Es preciso acompañar nuestra petición con una fe viva.

¡Cuán admirable es la fe que inspira al leproso esta bella oración: Señor, si quieres, puedes sanarme; y al centurión esta otra: Señor, decid una sola palabra, y mi siervo será sano…!

¡Cómo debe confundirnos al ver tanta fe en este leproso y en este pagano, cuando nosotros, en una posición tanto más feliz, estamos, sin embargo, tan distantes de ella!

Es necesario orar con humildad. Oremos de esa suerte y obtendremos la curación de todas nuestras miserias.

Debemos reconocer nuestras miserias y pedir su alivio con fe, con humildad y con un deseo ardiente de conseguirlo, acudiendo continuamente a Jesucristo, como a nuestro caritativo Médico.
- - - - - - -
» **TAREAS DEL EJERCICIO**
**1.** Indica si cada una de estas afirmaciones concuerda con el pasaje sobre la oración con fe, respondiendo sí o no y citando literalmente las palabras del pasaje que lo deciden: (a) Hay que orar con humildad. (b) El leproso pide al Señor que diga una sola palabra. (c) Jesucristo es presentado como nuestro caritativo Médico.
**2.** Según el pasaje sobre la oración con fe, ¿quién dice "Señor, decid una sola palabra, y mi siervo será sano"?
**3.** Prosigue el pasaje sobre la oración con fe a partir de la última frase que aparece.

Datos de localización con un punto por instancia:
- - - - - - -
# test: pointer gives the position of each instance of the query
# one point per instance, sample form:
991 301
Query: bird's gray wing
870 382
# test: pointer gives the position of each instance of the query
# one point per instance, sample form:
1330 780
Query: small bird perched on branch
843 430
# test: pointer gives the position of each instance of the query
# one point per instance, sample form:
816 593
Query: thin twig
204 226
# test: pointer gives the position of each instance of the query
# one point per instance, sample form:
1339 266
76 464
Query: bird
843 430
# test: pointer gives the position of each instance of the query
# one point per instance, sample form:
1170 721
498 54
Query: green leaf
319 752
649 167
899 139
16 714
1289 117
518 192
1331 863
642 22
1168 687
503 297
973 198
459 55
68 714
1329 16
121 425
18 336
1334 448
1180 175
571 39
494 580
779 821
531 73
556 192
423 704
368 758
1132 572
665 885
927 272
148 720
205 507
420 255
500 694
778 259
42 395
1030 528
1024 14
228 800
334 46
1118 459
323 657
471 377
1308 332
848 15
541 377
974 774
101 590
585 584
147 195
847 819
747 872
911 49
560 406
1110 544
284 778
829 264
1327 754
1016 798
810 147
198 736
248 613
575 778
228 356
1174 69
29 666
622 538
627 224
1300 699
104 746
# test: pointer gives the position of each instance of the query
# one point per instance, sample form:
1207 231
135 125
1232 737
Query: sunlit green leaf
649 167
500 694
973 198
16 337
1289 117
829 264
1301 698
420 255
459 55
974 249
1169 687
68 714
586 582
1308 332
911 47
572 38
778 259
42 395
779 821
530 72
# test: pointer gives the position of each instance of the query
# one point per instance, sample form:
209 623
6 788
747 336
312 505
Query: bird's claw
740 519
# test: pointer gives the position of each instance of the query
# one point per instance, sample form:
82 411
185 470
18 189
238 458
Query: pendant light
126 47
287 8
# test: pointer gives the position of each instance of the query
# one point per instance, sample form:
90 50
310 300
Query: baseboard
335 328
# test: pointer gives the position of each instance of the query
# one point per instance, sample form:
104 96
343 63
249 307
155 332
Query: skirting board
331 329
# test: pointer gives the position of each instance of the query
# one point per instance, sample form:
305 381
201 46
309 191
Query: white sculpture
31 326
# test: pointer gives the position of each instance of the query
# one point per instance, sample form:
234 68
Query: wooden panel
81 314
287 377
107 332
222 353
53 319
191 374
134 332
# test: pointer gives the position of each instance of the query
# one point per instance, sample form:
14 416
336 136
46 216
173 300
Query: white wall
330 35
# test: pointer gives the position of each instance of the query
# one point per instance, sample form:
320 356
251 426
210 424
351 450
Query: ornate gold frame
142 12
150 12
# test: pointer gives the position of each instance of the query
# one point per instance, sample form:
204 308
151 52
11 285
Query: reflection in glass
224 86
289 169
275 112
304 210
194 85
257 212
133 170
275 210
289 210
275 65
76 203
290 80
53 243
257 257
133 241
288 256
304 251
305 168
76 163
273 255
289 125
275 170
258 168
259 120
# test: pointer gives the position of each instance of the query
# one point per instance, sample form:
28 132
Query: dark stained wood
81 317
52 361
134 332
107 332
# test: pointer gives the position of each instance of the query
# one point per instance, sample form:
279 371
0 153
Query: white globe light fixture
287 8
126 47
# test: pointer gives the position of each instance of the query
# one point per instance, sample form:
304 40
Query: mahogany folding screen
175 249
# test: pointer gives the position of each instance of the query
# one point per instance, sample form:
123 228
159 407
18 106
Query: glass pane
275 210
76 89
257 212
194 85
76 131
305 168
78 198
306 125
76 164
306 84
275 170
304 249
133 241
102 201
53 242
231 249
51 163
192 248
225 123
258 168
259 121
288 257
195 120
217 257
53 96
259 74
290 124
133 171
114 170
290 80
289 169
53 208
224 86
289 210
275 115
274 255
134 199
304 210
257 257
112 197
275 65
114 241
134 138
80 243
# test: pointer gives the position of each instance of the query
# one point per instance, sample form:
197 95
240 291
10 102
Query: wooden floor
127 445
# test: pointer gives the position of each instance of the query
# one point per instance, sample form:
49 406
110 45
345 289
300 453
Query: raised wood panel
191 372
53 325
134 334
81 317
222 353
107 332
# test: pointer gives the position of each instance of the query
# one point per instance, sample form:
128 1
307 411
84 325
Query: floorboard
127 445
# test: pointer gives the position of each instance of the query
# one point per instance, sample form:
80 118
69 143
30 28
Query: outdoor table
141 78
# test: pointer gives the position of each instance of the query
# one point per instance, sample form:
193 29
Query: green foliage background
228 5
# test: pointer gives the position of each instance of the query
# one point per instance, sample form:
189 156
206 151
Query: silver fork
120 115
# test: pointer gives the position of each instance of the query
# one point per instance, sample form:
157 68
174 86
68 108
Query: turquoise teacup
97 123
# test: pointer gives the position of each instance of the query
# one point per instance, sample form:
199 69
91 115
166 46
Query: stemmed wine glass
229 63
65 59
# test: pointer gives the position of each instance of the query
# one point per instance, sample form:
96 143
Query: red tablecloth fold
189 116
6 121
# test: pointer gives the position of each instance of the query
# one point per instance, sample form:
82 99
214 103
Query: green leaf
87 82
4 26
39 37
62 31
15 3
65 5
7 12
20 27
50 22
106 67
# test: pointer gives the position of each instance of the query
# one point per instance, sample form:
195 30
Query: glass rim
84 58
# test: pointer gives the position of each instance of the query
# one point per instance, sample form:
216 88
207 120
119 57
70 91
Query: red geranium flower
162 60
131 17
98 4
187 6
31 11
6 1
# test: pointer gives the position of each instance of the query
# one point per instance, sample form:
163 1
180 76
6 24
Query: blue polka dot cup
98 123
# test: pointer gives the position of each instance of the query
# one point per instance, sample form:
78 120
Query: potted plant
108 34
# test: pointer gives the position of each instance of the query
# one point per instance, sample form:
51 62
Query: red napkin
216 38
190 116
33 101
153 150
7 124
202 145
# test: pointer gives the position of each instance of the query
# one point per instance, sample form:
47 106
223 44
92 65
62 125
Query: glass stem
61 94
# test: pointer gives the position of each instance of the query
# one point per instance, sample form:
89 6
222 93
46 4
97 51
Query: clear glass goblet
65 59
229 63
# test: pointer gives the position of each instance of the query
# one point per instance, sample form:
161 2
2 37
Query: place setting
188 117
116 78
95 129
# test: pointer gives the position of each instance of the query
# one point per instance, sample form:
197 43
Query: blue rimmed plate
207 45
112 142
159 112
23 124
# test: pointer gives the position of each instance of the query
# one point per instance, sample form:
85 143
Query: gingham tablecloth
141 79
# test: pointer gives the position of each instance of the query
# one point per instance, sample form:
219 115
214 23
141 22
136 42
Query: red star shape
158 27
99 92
- - - - - - -
» **RESPUESTAS POR NÚMERO**
**1.**
(a) Sí: "Es necesario orar con humildad."
(b) No: "Señor, si quieres, puedes sanarme".
(c) Sí: "acudiendo continuamente a Jesucristo, como a nuestro caritativo Médico".

**2.** El centurión.

**3.**
Adoremos a Jesucristo como a Médico de nuestras almas, descendido del Cielo para curar al género humano, miserable enfermo que yacía en el suelo.

Postrémonos a sus pies como enfermos que piden su curación.

Bendigámosle por tantas curaciones que obró durante su vida mortal y que obra aún todos los días en la Iglesia.

Pongamos en Él toda nuestra confianza, diciendo con la Oración de este Domingo:

Omnipotente y Sempiterno Dios, mira propicio nuestra fragilidad; y extiende, para protegernos, la diestra de tu Majestad.